### GIVEN EXERCISE
Reproduce verbatim the entries from the first line through the line that contains "[(226, 77)]", including both of those lines.

### RECORDS SHOWN
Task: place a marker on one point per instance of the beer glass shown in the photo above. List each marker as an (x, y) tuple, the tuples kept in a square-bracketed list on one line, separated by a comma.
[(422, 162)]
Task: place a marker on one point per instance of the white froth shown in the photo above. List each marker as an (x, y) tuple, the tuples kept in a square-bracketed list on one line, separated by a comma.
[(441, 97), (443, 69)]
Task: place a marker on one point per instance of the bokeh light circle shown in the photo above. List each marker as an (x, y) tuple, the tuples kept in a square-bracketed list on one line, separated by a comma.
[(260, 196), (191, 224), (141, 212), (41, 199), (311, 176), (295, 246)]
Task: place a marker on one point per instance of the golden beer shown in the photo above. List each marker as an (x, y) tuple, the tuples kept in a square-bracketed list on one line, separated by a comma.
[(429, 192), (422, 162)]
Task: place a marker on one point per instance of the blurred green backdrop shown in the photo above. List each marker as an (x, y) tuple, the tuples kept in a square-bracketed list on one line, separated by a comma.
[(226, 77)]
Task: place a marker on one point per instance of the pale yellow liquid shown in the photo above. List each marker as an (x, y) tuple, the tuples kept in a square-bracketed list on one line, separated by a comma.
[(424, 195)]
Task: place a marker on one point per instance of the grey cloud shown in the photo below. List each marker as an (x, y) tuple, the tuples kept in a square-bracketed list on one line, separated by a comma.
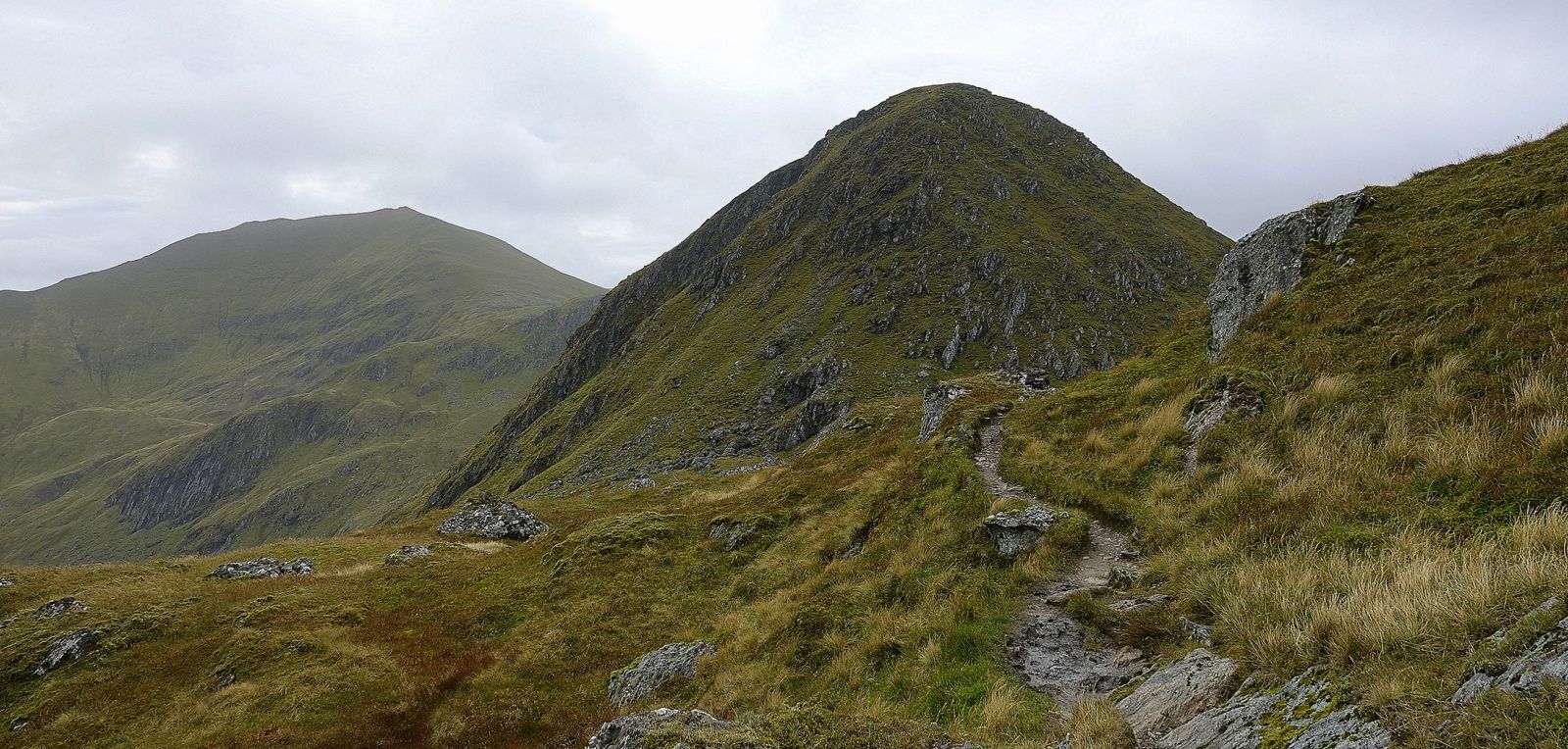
[(595, 135)]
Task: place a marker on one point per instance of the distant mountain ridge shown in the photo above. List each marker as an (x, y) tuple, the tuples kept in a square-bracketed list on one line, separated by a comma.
[(943, 230), (170, 403)]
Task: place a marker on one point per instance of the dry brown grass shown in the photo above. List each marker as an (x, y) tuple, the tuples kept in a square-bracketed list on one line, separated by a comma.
[(1549, 434), (1537, 392), (1418, 599), (1098, 724)]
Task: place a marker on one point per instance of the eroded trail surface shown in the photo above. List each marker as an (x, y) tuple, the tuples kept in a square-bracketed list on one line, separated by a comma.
[(1048, 647)]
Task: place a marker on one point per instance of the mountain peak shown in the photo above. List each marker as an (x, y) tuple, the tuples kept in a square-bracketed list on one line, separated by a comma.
[(945, 229)]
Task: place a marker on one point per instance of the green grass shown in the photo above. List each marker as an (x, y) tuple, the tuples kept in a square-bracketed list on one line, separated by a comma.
[(408, 334), (512, 644), (1400, 494)]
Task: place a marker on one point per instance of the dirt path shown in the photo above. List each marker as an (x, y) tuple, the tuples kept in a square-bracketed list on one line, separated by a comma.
[(1048, 647)]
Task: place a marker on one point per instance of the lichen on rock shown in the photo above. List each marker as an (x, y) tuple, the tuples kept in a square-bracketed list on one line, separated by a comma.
[(1018, 530), (1270, 259), (656, 668)]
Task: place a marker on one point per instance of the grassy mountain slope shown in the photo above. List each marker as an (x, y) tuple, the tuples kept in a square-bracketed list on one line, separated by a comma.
[(1393, 503), (279, 377), (945, 229)]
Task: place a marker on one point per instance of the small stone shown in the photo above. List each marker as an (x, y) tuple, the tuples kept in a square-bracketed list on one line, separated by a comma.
[(60, 607), (493, 519), (627, 730), (1123, 575), (1018, 530), (1200, 633), (263, 568), (407, 554)]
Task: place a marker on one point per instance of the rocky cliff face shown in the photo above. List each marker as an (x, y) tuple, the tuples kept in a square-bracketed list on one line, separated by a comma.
[(945, 229)]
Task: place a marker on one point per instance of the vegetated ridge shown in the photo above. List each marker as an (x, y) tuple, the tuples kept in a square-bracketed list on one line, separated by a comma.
[(281, 377)]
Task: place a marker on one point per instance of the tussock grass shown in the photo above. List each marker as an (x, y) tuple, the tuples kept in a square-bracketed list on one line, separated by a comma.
[(1097, 724)]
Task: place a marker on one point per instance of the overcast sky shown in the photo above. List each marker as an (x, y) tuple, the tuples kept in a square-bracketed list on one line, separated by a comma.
[(595, 135)]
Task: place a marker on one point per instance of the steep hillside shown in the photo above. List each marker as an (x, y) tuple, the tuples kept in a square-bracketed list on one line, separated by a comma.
[(1382, 495), (943, 230), (281, 377)]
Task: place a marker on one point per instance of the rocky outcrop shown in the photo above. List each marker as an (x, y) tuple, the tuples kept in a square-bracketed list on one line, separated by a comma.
[(1546, 660), (1181, 709), (933, 406), (407, 554), (60, 607), (67, 649), (493, 519), (1269, 261), (1018, 530), (656, 668), (224, 461), (1178, 691), (627, 730), (263, 568), (1206, 413)]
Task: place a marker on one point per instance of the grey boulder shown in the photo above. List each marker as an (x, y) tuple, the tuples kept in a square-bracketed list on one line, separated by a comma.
[(933, 405), (1269, 261), (60, 607), (629, 730), (1305, 714), (407, 554), (493, 519), (1544, 660), (263, 568), (656, 668), (1018, 530)]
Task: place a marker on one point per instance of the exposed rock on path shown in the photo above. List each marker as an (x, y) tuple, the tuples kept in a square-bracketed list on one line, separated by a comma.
[(1048, 647)]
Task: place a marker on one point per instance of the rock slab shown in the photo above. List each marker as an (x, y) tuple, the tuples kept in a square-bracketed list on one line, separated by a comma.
[(1544, 660), (1176, 693), (60, 607), (1305, 714), (629, 730), (933, 406), (1018, 530), (656, 668), (67, 649)]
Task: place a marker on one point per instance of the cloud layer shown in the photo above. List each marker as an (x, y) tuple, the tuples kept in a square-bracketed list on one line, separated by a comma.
[(595, 135)]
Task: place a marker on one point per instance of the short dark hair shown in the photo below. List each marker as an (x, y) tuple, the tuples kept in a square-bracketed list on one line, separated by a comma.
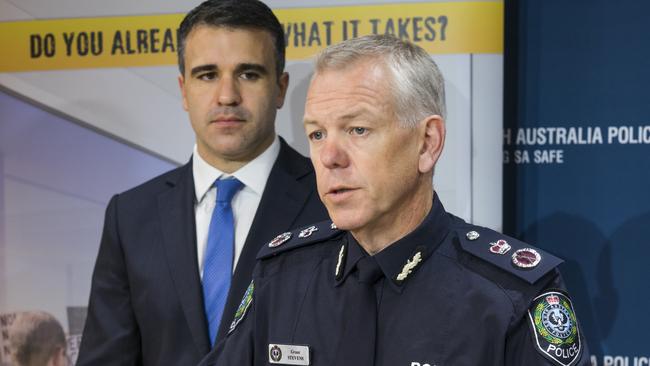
[(252, 14), (35, 337)]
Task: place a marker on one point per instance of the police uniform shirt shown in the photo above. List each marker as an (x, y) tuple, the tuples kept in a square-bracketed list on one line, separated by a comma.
[(447, 297)]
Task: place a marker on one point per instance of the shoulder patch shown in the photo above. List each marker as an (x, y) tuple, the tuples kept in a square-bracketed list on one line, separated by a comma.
[(555, 328), (513, 256), (298, 238), (246, 302)]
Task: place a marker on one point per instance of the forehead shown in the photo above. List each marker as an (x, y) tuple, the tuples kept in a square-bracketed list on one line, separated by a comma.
[(361, 86), (210, 44)]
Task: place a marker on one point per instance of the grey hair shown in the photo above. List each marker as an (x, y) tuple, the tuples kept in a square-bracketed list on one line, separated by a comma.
[(417, 84)]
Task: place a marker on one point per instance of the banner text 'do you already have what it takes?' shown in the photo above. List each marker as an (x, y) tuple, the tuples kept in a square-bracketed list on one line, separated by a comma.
[(440, 28)]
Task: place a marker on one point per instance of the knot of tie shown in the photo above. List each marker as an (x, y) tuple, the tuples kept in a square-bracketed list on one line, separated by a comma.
[(369, 270), (226, 189)]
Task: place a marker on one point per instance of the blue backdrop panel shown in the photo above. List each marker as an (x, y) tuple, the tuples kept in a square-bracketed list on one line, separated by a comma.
[(577, 158)]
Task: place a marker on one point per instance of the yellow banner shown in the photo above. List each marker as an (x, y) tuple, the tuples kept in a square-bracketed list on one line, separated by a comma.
[(440, 28)]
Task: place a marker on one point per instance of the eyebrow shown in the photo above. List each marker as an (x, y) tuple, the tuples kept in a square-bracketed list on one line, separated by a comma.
[(240, 68), (251, 67), (203, 68)]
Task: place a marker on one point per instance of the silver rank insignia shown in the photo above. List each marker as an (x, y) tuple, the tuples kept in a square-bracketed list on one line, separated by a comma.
[(307, 232), (280, 239), (472, 235), (409, 266), (339, 263), (555, 328), (526, 258), (289, 354), (500, 247), (246, 302)]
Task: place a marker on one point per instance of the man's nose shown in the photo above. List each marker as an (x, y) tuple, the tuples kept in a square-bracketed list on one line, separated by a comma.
[(333, 153), (228, 91)]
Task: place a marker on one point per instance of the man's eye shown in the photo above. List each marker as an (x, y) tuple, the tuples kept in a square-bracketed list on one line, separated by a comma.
[(207, 76), (316, 135), (250, 76), (359, 130)]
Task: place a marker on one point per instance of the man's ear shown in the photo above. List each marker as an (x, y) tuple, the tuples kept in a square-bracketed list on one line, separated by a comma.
[(283, 84), (433, 140), (181, 85)]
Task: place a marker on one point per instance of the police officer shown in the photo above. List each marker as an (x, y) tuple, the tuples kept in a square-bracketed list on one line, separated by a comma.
[(394, 279)]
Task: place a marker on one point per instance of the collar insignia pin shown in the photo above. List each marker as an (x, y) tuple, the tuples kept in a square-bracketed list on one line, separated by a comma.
[(409, 266), (340, 261), (526, 258), (280, 239), (307, 232), (500, 247)]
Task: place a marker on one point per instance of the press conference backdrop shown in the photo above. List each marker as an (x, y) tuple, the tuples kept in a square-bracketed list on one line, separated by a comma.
[(103, 113), (577, 158)]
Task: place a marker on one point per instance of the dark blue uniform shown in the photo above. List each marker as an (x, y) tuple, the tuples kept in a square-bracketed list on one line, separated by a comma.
[(450, 294)]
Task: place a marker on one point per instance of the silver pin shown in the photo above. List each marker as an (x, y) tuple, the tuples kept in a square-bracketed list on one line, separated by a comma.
[(409, 266), (340, 261), (500, 247), (307, 232), (280, 239)]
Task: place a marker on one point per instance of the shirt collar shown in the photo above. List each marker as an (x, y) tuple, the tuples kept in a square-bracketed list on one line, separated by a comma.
[(253, 175), (425, 239)]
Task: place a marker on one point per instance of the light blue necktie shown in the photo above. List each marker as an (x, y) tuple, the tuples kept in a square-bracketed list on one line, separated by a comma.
[(219, 255)]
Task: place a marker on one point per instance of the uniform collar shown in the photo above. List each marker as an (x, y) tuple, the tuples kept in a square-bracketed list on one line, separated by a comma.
[(393, 260)]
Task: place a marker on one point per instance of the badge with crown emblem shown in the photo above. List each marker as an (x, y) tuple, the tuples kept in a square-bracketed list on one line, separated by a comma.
[(555, 328)]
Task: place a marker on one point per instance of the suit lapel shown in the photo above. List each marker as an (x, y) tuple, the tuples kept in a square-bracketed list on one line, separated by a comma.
[(283, 199), (176, 209)]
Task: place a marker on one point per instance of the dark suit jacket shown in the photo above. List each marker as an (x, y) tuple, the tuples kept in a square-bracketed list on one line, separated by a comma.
[(146, 301)]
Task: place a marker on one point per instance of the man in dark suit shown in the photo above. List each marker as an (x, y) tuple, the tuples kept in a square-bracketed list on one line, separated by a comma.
[(149, 284)]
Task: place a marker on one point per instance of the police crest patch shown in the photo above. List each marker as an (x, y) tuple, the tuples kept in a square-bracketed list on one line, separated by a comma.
[(555, 328), (246, 302)]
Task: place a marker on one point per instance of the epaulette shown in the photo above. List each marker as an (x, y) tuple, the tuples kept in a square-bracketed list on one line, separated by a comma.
[(299, 238), (512, 255)]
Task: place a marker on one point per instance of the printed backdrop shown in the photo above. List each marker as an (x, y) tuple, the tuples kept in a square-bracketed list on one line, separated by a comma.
[(577, 158)]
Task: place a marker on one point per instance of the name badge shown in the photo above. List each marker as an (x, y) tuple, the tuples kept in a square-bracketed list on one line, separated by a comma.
[(288, 354)]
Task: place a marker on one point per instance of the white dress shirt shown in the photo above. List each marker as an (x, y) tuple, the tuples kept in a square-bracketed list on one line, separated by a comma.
[(244, 204)]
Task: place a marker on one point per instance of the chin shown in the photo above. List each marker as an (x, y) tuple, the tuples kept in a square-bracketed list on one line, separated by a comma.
[(346, 220)]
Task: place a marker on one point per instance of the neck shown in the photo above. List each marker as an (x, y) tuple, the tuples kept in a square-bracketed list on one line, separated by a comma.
[(381, 235), (230, 165)]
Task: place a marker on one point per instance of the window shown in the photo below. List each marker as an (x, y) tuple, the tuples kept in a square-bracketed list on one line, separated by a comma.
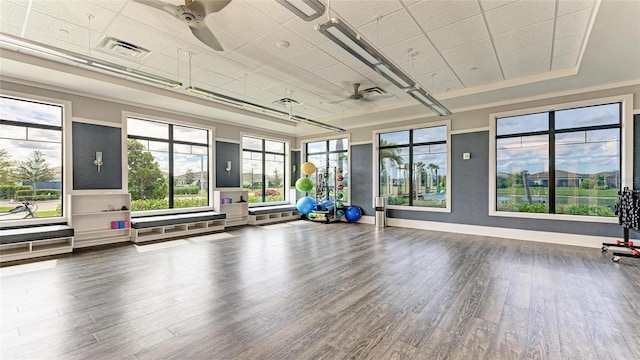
[(31, 175), (413, 167), (559, 162), (168, 165), (331, 153), (263, 169)]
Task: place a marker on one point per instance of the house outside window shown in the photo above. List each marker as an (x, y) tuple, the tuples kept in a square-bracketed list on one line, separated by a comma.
[(31, 148), (263, 169), (565, 161), (168, 165)]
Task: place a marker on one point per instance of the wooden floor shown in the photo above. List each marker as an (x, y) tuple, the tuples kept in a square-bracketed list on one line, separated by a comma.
[(331, 291)]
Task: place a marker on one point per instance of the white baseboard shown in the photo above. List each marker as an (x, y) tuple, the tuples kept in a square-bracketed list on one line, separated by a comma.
[(516, 234)]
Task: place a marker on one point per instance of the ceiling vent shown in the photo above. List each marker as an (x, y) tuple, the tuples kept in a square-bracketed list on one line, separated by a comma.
[(123, 49), (286, 102), (374, 90)]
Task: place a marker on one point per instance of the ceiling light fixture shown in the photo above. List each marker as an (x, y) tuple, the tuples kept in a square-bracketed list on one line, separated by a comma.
[(307, 10), (356, 45), (427, 100), (258, 108), (27, 45)]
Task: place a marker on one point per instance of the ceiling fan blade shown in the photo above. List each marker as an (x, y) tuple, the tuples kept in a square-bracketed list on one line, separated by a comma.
[(168, 8), (202, 33), (207, 7)]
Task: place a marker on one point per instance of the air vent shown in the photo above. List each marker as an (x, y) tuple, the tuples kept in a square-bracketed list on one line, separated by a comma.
[(122, 49), (286, 102), (374, 90)]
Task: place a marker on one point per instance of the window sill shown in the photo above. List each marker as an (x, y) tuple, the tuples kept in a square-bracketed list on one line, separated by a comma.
[(561, 217)]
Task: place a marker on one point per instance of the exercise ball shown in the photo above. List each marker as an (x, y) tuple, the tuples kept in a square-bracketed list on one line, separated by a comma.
[(305, 205), (308, 168), (304, 184), (353, 213)]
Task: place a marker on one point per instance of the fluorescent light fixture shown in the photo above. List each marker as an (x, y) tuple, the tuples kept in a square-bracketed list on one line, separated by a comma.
[(428, 101), (27, 45), (307, 10), (259, 108), (394, 75)]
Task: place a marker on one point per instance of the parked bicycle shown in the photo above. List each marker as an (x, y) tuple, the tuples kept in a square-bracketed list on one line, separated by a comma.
[(27, 207)]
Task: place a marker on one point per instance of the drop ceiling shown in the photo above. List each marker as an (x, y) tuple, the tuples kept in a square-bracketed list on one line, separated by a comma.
[(466, 53)]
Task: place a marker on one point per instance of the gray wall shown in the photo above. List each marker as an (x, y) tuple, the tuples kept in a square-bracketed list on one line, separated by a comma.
[(226, 151), (360, 177), (87, 139), (470, 200)]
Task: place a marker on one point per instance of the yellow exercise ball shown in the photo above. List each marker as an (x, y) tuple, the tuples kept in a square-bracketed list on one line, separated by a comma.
[(308, 168)]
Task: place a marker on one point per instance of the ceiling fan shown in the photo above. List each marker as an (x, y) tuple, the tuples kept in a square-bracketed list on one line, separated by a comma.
[(193, 13), (362, 95)]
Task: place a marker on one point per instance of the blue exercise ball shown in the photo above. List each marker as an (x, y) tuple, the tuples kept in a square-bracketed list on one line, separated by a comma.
[(305, 205), (353, 213)]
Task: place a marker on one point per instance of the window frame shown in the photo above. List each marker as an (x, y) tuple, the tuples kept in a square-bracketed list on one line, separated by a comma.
[(287, 167), (304, 155), (171, 122), (66, 157), (626, 153), (377, 170)]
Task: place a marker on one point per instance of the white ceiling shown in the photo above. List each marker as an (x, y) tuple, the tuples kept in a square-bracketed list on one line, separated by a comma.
[(465, 52)]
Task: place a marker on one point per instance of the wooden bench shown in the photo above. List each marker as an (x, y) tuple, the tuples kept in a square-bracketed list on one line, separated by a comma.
[(150, 228), (269, 214), (27, 242)]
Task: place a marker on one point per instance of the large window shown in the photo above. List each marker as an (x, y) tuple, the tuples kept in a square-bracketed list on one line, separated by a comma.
[(413, 167), (334, 154), (168, 165), (30, 159), (263, 169), (559, 162)]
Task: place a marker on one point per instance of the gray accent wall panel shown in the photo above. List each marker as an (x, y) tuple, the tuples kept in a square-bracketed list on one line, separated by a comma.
[(226, 151), (360, 179), (470, 197), (636, 152), (87, 140)]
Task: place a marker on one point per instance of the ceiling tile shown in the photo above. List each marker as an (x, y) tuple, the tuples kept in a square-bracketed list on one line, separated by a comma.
[(252, 56), (399, 52), (306, 29), (313, 59), (518, 15), (568, 45), (297, 45), (273, 10), (460, 33), (76, 12), (531, 68), (12, 14), (210, 80), (339, 73), (574, 23), (432, 15), (390, 29), (492, 4), (424, 65), (357, 13), (564, 61), (525, 55), (242, 20), (567, 7), (469, 52), (487, 71), (335, 51), (529, 36)]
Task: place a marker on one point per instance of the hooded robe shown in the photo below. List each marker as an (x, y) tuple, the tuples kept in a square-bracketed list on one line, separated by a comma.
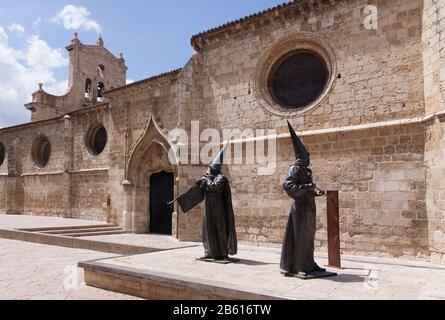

### REPLY TO THE EXERCISE
Task: place a marker on one point per instance of the beer glass shown in the photo above. List each marker as an (x, y) tuple, the tuples kept in a square-bracketed list on one line, separated by a comma.
[(422, 162)]
Task: place a marker on one point per instance of the white froth shown in the photo above. List each marker as an (x, y) tuple, the tuples kept in a square-bracketed list on one line, separated by a comma.
[(441, 97), (443, 69)]
Task: place a marker on one point per instance of the bokeh light circle shown in the photo above. List each marker as an (x, y) tuple, the tuples kept in a square-bracketed list on one line, separated by a comma.
[(260, 196), (191, 224), (141, 212), (41, 199), (311, 176), (295, 246)]
Task: place a marker on one point per instance of the golden beer shown in the photo above. List each marker as an (x, y) tuple, the tuples kept in a square-bracketed list on one line, separated by a comma.
[(429, 192), (422, 162)]
Task: place a marker on one point per instance of the blurred green backdrop shown in the photo above. List each marker as an (x, y) tuple, the tuples kept in a square-bracketed list on one line, separated by a comma.
[(226, 77)]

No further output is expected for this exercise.